▸ STATED TASK
Can you rewrite everything in the listing below, from the line containing "query (the noun phrase to segment): horizon" down to the line containing "MULTIPOLYGON (((490 36, 477", as a JSON list of strings, one string per line and no blank lines?

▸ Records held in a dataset
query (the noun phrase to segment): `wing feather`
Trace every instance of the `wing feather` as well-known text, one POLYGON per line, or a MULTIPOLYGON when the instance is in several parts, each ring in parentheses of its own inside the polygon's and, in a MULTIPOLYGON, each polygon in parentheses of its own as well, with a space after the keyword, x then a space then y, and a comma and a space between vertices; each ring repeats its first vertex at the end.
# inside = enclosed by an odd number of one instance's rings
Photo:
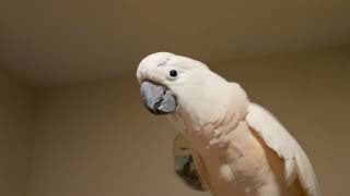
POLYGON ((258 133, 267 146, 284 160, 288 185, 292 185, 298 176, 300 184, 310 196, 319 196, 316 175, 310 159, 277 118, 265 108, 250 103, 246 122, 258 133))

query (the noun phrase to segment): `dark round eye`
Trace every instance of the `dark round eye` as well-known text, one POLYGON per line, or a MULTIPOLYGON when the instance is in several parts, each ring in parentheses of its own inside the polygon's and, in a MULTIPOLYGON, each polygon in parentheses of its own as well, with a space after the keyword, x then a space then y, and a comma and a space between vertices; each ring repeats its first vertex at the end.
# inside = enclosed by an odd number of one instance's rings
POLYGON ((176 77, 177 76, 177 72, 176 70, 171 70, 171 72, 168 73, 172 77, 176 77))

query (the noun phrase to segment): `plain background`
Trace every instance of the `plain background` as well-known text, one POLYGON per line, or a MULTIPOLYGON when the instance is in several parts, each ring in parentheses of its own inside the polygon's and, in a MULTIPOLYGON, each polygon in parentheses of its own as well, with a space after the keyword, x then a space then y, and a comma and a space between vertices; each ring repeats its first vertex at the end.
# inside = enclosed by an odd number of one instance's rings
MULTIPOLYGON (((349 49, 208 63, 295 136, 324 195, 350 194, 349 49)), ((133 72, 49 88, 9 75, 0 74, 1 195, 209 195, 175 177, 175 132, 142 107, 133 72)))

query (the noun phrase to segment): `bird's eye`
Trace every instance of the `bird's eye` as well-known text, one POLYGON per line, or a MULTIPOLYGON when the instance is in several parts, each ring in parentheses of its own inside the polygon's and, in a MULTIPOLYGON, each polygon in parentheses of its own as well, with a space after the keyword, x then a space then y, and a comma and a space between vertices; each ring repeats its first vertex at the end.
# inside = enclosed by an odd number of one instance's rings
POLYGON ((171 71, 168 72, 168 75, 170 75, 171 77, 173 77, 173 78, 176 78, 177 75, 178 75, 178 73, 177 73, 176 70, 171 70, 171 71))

* * *

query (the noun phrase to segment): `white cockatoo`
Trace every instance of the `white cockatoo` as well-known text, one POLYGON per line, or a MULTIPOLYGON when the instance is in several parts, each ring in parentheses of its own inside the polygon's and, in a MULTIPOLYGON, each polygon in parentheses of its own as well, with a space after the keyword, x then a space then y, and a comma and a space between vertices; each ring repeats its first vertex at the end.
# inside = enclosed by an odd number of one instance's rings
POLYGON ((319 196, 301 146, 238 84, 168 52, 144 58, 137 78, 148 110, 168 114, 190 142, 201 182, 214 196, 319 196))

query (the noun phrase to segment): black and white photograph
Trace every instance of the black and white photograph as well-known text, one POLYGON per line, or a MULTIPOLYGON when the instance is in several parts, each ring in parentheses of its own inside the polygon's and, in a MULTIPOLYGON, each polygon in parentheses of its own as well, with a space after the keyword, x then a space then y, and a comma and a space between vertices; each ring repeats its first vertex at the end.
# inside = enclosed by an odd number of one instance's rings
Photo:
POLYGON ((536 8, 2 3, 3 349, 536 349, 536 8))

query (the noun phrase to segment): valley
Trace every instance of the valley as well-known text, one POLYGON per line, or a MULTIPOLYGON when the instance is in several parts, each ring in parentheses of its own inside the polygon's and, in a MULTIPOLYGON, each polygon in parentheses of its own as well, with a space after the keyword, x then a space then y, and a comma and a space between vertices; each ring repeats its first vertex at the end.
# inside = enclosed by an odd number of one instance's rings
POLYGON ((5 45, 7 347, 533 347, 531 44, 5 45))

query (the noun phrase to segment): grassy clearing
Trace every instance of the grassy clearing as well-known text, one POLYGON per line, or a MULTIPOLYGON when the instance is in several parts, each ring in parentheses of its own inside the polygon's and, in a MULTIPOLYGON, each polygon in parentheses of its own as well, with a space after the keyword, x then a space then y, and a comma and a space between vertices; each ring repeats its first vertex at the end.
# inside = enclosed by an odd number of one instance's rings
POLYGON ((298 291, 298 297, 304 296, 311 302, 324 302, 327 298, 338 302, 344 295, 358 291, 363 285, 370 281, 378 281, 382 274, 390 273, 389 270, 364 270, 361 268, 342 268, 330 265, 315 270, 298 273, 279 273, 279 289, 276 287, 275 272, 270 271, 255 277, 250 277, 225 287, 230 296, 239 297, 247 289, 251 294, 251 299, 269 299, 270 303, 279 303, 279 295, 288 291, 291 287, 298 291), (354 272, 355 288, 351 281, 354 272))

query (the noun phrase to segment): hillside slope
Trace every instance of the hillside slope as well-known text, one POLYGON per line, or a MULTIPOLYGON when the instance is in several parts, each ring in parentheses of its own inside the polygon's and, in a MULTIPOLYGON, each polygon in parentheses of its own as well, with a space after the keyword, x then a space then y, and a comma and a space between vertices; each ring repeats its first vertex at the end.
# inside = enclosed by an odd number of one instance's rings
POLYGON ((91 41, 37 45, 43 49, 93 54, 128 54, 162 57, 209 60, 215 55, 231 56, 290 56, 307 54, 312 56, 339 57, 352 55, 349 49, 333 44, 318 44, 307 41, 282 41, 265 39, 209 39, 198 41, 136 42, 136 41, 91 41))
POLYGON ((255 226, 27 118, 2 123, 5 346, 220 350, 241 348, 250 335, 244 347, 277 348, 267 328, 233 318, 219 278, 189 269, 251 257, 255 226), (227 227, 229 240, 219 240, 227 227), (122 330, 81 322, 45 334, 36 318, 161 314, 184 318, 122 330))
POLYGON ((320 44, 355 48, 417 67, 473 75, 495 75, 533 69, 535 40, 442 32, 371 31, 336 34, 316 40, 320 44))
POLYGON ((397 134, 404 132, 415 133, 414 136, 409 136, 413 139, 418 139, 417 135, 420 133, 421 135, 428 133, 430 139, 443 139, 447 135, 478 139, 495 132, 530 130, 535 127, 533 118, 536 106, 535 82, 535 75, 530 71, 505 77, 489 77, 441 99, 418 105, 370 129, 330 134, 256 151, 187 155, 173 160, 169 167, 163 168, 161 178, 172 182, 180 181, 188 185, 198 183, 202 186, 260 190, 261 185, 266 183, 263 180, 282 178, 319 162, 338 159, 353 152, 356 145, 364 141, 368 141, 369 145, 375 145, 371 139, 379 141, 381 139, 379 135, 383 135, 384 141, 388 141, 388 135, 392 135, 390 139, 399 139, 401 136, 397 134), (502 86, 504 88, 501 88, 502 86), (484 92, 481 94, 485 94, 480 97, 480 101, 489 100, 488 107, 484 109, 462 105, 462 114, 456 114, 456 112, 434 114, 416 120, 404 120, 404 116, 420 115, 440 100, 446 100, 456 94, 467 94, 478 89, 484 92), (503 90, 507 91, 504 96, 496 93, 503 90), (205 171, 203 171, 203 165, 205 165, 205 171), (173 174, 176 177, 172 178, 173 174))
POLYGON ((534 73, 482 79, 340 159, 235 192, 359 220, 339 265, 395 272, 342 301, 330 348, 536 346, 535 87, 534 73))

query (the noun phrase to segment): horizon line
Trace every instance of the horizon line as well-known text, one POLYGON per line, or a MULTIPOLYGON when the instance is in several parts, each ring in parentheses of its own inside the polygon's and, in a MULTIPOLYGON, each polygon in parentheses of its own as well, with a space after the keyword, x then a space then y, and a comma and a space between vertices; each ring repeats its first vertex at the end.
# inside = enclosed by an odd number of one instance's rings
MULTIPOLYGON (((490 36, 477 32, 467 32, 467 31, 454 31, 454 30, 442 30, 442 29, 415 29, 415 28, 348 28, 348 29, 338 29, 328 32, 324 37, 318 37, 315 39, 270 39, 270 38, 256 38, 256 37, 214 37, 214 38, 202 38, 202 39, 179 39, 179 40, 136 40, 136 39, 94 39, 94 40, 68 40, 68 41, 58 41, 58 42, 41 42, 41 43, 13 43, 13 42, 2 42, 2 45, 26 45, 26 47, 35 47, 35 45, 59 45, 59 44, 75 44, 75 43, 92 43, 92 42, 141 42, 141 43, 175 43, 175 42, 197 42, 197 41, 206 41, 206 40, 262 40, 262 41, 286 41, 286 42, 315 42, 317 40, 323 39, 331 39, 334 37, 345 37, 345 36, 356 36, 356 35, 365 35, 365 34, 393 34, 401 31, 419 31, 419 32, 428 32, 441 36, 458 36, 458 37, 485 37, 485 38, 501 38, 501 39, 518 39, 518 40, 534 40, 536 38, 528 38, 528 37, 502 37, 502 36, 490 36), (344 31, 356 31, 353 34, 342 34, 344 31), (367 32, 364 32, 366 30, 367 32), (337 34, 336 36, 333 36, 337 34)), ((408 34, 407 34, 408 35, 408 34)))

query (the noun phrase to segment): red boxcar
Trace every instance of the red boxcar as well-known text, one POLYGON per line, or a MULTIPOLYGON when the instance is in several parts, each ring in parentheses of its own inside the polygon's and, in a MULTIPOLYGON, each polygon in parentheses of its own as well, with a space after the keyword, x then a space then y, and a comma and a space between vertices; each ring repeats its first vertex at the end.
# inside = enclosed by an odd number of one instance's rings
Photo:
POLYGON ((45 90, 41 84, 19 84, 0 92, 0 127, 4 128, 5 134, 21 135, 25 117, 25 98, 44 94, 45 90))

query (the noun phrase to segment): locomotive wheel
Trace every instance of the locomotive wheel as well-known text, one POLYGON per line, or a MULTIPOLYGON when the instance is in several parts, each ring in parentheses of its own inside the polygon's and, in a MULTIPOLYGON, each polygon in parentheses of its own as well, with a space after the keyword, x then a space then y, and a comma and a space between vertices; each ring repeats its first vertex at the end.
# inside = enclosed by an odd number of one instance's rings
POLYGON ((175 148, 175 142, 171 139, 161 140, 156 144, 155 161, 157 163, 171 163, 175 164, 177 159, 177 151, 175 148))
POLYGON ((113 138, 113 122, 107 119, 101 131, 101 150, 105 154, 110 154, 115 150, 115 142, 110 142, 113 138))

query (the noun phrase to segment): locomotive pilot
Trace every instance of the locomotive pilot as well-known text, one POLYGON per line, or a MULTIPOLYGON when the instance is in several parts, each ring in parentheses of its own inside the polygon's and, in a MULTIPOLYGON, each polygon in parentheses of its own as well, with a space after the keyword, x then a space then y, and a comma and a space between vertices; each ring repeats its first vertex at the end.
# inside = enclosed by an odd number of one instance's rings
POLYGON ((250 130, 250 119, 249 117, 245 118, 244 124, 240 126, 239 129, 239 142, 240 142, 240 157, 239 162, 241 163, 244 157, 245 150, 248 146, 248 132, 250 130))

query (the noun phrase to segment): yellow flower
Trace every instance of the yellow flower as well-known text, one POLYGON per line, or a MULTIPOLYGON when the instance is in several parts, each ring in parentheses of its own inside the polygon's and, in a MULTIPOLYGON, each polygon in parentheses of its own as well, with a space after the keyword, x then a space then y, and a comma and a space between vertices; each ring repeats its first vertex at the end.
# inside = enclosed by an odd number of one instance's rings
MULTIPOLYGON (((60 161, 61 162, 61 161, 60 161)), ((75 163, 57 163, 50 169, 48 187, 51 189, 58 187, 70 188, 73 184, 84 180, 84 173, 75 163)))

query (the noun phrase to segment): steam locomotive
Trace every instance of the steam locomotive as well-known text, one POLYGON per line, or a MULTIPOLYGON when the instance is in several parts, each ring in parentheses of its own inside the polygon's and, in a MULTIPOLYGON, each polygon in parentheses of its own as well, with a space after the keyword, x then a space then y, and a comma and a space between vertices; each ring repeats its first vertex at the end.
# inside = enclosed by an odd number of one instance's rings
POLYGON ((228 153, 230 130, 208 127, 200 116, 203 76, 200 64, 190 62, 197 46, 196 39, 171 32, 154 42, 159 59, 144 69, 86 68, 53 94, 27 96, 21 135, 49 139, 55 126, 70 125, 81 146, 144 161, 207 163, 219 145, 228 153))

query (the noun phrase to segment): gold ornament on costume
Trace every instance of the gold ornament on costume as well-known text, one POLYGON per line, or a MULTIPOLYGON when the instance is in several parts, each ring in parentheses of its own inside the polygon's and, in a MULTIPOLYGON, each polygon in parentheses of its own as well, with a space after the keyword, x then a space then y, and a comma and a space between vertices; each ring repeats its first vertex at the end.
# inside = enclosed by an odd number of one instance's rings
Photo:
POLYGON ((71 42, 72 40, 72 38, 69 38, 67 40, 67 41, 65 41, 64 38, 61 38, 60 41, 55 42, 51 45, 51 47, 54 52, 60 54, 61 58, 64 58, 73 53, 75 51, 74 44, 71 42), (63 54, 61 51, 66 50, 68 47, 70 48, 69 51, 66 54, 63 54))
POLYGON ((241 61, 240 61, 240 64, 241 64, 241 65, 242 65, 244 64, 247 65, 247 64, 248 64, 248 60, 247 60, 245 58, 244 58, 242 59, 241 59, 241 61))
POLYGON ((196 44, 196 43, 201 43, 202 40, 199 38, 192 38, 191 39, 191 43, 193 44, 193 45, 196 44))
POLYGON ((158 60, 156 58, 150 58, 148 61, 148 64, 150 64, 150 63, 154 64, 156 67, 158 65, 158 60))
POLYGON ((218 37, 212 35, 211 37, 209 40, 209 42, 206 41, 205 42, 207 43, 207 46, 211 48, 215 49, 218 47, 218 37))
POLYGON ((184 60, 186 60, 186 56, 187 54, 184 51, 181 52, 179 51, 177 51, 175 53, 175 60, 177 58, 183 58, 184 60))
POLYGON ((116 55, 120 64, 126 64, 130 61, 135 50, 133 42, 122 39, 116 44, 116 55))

▸ RESPONSE TO THE TASK
[
  "query (the noun phrase to segment): horizon line",
  "Trace every instance of the horizon line as well-known text, one POLYGON per line, or a MULTIPOLYGON when the instance is in several parts, each ring in parentheses of its own inside the polygon's and, in a MULTIPOLYGON, each polygon in parentheses of its own as well, with a space after the keyword, x then a space then y, and a comma and a space between vertices; each ring repeats its first vertex at the end.",
  "# inside = enclosed by an odd number of one instance's rings",
  "MULTIPOLYGON (((490 36, 477 32, 467 32, 467 31, 454 31, 454 30, 442 30, 442 29, 415 29, 415 28, 348 28, 348 29, 338 29, 328 32, 324 37, 318 37, 315 39, 270 39, 270 38, 256 38, 256 37, 214 37, 214 38, 202 38, 202 39, 179 39, 179 40, 136 40, 136 39, 94 39, 94 40, 68 40, 68 41, 58 41, 58 42, 41 42, 41 43, 13 43, 13 42, 2 42, 2 45, 26 45, 26 47, 35 47, 35 45, 59 45, 59 44, 75 44, 75 43, 92 43, 92 42, 141 42, 141 43, 175 43, 175 42, 197 42, 197 41, 206 41, 206 40, 262 40, 262 41, 286 41, 286 42, 315 42, 317 40, 323 39, 331 39, 334 37, 345 37, 345 36, 356 36, 356 35, 365 35, 365 34, 393 34, 401 31, 419 31, 419 32, 428 32, 441 36, 458 36, 458 37, 485 37, 485 38, 501 38, 501 39, 518 39, 518 40, 534 40, 536 38, 528 38, 528 37, 502 37, 502 36, 490 36), (344 31, 356 31, 353 34, 342 34, 344 31), (367 32, 364 32, 366 30, 367 32), (337 34, 336 36, 333 36, 337 34)), ((408 34, 407 34, 408 35, 408 34)))"
]